[Point localization data]
****

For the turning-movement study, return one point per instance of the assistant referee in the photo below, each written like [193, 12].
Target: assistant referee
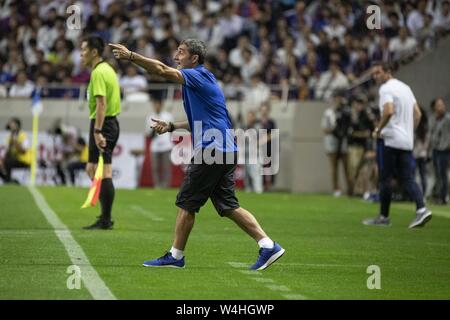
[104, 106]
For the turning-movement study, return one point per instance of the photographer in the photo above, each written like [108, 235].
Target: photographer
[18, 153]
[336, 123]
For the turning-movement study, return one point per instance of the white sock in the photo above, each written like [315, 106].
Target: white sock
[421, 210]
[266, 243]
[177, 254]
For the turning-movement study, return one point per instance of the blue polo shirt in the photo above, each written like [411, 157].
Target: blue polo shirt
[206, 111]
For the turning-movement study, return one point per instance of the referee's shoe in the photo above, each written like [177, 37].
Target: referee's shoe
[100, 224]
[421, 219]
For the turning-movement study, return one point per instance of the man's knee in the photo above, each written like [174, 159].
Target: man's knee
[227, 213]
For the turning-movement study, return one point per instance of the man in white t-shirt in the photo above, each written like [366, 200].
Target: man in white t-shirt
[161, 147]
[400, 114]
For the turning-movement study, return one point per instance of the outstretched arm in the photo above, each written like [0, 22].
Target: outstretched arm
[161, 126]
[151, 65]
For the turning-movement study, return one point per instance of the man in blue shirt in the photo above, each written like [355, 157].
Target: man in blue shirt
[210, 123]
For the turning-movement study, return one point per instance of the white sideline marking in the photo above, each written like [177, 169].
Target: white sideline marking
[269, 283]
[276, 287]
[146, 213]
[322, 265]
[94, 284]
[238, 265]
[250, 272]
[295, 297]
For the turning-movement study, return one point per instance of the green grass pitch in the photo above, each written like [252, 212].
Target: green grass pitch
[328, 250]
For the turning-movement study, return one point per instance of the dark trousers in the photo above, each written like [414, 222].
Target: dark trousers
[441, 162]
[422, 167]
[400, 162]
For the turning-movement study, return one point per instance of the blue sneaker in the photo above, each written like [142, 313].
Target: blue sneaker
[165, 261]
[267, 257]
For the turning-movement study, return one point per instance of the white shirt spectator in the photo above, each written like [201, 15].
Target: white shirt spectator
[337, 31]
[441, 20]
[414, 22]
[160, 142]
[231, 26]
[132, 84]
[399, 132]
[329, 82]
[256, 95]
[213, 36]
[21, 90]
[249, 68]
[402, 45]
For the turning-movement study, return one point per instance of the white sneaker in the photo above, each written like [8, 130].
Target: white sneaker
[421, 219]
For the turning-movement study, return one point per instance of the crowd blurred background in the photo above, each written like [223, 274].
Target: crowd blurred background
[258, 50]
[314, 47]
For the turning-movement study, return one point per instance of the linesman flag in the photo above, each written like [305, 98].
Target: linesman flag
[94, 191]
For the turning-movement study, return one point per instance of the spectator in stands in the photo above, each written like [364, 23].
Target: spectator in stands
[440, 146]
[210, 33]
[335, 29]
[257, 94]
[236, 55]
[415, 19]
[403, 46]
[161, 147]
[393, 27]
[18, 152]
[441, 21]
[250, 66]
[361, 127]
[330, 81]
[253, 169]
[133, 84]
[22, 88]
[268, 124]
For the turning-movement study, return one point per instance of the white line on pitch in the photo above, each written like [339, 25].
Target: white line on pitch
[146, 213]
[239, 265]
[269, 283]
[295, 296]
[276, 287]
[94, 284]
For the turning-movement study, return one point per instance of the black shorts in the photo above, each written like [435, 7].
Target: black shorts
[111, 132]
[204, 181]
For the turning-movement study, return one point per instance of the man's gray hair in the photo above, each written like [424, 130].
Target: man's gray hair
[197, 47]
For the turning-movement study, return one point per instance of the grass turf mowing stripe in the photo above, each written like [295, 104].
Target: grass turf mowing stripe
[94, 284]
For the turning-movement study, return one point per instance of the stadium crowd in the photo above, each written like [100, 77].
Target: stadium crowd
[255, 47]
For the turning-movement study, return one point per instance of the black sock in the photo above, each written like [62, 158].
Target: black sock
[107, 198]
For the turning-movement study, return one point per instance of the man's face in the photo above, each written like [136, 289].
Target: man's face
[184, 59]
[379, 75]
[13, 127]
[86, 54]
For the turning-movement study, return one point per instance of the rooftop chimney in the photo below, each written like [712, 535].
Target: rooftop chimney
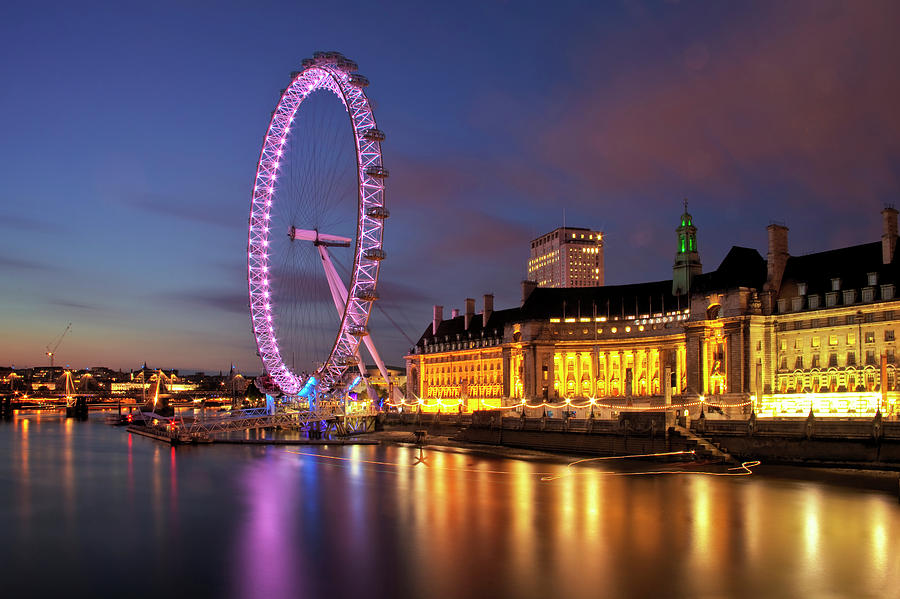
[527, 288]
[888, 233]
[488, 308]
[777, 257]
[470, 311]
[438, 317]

****

(TASK DESCRIPTION):
For every line above that has "below" in it, copy the line.

(PROBLEM SOLUTION):
For the turning-movement study, return one point per instance of the assistant referee in the photo below, each written like [193, 12].
For the turning-movement study, return one point per instance of the rooftop chimney in the photo below, each written like [712, 535].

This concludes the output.